Descrição do exercício: Retome o texto sobre o Estado e a violência estatal e dê continuidade a ele a partir da última frase apresentada.

Estado e Violência Estatal

O Estado capitalista é uma organização burocrática, a maior da sociedade capitalista. Trata-se de um enorme aparato burocrático que, por sua vez, se estrutura em diversos outros aparatos burocráticos. Um aparato, aqui, significa um conjunto de organizações burocráticas. Assim, o aparato estatal tem seu aparato central, composto pelo aparato governamental, aparato legislativo, aparato judiciário e aparato repressivo (forças armadas, forças policiais, órgãos de investigação e segurança, etc.) e aparatos voltados para funções específicas (aparato educacional, aparato comunicacional, etc.). Desta forma, o aparato educacional possui, geralmente, tal como se vê na maioria dos países, um Ministério da Educação, que, por sua vez, coordena instituições de ensino (universidades, escolas técnicas, etc.), órgãos de financiamento e controle (conselhos estatais, como, no caso brasileiro a CAPES e CNPq)[1], entre outras organizações burocráticas vinculadas ao referido Ministério.

O estado capitalista tem a função geral de efetivar a reprodução das relações de produção capitalistas e para isso regulariza não somente essas relações, mas também o conjunto das relações sociais. Para efetivar isso, ele exerce várias funções específicas, gerando um aparato específico voltado para isto. Uma das funções específicas do aparato estatal é a repressiva. Para tanto, ele gera um aparato repressivo. O aparato repressivo conta com o exército, as forças policiais e os órgãos especializados de investigação e segurança. É o aparato repressivo o responsável pelo exercício da violência física, que é o nosso foco de análise. Porém, o uso do aparato repressivo é complexo. Ele usa a violência física de forma mais ampla em alguns casos, momentos, formas estatais. O Estado nazista, por exemplo, usa a violência física de forma muito mais ampla e generalizada, enquanto que o Estado liberal-democrático ou o integracionista, o fazem de forma menos intensa e extensa. Porém, o Estado liberal-democrático, em momentos de ascensão e radicalização do movimento operário, usa de forma mais intensa e extensa a violência estatal. Por outro lado, existe uma violência seletiva em relação a certos setores da sociedade. Isso é obvio no caso dos criminosos, mas também se efetiva com maior força e regularidade em relação às classes inferiores, movimentos populares, movimento operário e, no interior desses, os indivíduos e organizações revolucionárias, à população negra (em alguns países), manifestações de rua, etc. Porém, é preciso entender que a repressão não é apenas violência física, embora, geralmente se manifesta dessa forma.

Registros fornecidos:

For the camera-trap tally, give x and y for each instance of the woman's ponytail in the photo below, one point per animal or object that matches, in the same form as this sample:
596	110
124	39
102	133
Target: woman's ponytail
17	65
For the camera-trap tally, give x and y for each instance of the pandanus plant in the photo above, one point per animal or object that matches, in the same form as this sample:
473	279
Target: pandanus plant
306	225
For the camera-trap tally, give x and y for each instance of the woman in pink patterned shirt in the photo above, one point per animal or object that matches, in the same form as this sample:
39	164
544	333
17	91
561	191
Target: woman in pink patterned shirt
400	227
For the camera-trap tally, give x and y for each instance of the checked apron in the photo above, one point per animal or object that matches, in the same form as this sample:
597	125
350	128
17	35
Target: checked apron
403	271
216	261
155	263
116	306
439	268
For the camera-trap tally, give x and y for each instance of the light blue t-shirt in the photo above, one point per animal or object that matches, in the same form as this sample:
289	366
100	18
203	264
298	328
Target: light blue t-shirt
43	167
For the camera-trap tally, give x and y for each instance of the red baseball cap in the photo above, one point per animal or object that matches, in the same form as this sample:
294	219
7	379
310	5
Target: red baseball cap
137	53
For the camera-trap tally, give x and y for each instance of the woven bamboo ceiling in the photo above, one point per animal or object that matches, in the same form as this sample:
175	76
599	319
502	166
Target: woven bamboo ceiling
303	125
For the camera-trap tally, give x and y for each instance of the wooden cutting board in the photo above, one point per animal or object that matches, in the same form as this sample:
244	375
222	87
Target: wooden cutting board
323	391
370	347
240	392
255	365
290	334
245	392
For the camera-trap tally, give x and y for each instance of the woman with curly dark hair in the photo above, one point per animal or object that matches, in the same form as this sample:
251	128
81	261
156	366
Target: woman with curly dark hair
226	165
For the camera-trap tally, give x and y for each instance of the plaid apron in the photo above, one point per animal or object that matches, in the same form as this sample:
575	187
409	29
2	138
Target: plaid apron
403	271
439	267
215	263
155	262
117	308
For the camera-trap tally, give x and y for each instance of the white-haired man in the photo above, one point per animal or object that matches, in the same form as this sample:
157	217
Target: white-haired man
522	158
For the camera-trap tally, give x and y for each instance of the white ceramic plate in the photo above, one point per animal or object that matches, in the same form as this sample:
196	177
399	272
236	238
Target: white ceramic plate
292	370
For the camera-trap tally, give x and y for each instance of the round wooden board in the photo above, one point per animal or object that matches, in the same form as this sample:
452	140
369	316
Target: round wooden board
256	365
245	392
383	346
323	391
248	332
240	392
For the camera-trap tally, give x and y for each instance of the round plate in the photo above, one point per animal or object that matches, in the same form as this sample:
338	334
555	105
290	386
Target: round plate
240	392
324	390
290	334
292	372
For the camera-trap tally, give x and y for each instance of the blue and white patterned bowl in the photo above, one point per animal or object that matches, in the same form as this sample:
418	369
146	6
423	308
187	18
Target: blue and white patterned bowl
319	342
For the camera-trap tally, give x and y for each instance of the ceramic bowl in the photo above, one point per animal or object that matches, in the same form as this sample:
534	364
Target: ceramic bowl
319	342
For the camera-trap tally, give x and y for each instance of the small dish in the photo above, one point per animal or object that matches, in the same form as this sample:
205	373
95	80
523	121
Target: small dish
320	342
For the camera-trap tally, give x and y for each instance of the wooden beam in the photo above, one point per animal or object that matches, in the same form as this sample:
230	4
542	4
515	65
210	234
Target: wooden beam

Exercício resolvido:
Assim, a repressão estatal sob a forma de violência física é mais constante e regular nos regimes ditatoriais, sendo que nos regimes democráticos ocorre um processo de secundarização, sendo menos constante e atuando com mais força em casos esporádicos, em comparação com os regimes ditatoriais. A hegemonia, a legitimação, a cooptação, entre outros processos, geralmente são suficientes, nos regimes democráticos, para evitar revoltas, lutas radicalizadas e tentativas de revoluções. Porém, tais acontecimentos explodem, muitas vezes de forma inesperada, em tais regimes, o que promove um aumento da violência estatal com o uso da força física dos seus aparatos repressivos (exército, polícia, etc.). No entanto, mesmo que secundarizado, no sentido geral, a violência física é exercida cotidianamente pelo aparato estatal, embora voltada mais para certos setores da sociedade (criminosos, setores mais pobres da população, grupos vulneráveis, e, em certos países, setores da população negra, etc.).

O uso da violência física por parte do aparato estatal nos regimes ditatoriais assume várias formas, dependendo de sua situação, da correlação de forças, do seu momento, entre outras determinações. Os regimes militares tendem a usar a violência física mais intensivamente no início e no seu fim, pois são os momentos em que a resistência é maior e, por conseguinte, a repressão é mais necessária e dura. A situação do país e a correlação de forças também pode efetivar alterações no uso da violência física. A violência física é utilizada maciçamente contra os elementos recalcitrantes, como defensores da democracia, indivíduos rebeldes por mais variados motivos, movimentos populares, movimento operário, organizações revolucionárias ou organizações políticas insurrecionalistas (que se dizem “revolucionárias”, mas, no fundo, apontam apenas para a tomada do poder estatal, tal como o bolchevismo). A ditadura militar no Brasil, bem como em diversas outras experiências na América Latina e outros países, efetivou esse processo de uso da violência física e outras formas de repressão (censura, exílio, etc.) contra vastos setores da sociedade. Assim, artistas foram exilados, mas muitos foram atingidos diretamente por violência física, tal como aqueles que foram torturados. O exemplo clássico é o do cantor Geraldo Vandré, um dos nomes da “canção de protesto”, mas também até mesmo o conservador Amado Batista, cantor brega que na época foi torturado, segundo seu próprio depoimento, por ser livreiro e vender “livros subversivos”[2]. Diversos outros indivíduos, artistas, intelectuais, ativistas, sofrem violência física, sob a forma de tortura, espancamento, assassinato, etc. No caso argentino, na ditadura de Pinochet, o número de desaparecidos mostra o alto grau de uso da violência física.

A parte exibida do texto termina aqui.